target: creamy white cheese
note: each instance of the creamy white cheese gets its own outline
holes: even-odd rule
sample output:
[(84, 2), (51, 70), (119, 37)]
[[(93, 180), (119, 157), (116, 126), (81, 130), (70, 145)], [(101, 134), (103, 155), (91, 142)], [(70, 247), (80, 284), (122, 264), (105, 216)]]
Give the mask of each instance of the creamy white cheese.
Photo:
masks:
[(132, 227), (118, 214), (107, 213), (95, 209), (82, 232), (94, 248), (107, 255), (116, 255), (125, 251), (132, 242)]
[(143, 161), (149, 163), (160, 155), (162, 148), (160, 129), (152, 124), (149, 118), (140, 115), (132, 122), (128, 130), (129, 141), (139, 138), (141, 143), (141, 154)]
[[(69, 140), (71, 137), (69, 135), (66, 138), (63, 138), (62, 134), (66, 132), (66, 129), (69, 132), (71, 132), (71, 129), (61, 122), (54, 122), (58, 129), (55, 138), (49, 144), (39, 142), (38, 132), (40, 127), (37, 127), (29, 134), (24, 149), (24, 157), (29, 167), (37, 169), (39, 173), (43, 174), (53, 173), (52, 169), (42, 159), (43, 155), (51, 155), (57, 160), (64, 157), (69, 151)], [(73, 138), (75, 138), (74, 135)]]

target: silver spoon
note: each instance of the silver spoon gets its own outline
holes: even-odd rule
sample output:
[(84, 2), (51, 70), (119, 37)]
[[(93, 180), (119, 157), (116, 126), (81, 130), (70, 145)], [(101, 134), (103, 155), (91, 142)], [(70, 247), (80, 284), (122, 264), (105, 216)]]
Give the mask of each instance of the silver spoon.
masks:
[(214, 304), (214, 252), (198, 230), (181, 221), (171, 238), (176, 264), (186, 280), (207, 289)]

= = =

■ **Challenge**:
Rewrite the rows above, changing every "instance" to "occurrence" and keeping everything else the same.

■ **Worked solution**:
target: creamy white cheese
note: each occurrence of the creamy white cheese gets its own outline
holes: even-odd rule
sample output:
[(84, 2), (51, 70), (119, 37)]
[[(93, 180), (119, 157), (116, 126), (81, 130), (70, 145)], [(101, 134), (103, 155), (91, 142)], [(70, 247), (80, 284), (122, 264), (105, 216)]]
Give the mask of each occurrence of the creamy white cheese.
Photo:
masks:
[(132, 227), (118, 214), (107, 213), (95, 209), (82, 232), (94, 248), (107, 255), (116, 255), (125, 251), (132, 242)]
[(143, 161), (149, 163), (160, 155), (162, 148), (160, 129), (152, 124), (149, 118), (140, 115), (132, 122), (128, 130), (129, 141), (139, 138), (141, 143), (141, 154)]
[[(69, 140), (71, 137), (69, 135), (66, 138), (63, 138), (62, 134), (66, 132), (66, 129), (69, 132), (71, 132), (71, 129), (61, 122), (54, 122), (58, 129), (55, 138), (49, 144), (39, 142), (38, 132), (40, 127), (37, 127), (29, 134), (24, 149), (24, 157), (29, 167), (37, 169), (39, 173), (43, 174), (53, 173), (52, 169), (42, 159), (43, 155), (51, 155), (57, 160), (64, 157), (69, 151)], [(73, 138), (75, 138), (74, 135)]]

target: silver spoon
note: each occurrence of the silver spoon gets its own outline
holes: even-odd rule
sample output:
[(84, 2), (51, 70), (119, 37)]
[[(93, 180), (119, 157), (116, 126), (81, 130), (70, 145)], [(101, 134), (103, 155), (91, 142)], [(70, 247), (80, 284), (122, 264), (105, 216)]]
Give the mask of each occurrence of the silver spoon.
masks:
[(214, 304), (214, 252), (198, 230), (181, 221), (171, 238), (176, 264), (186, 280), (207, 289)]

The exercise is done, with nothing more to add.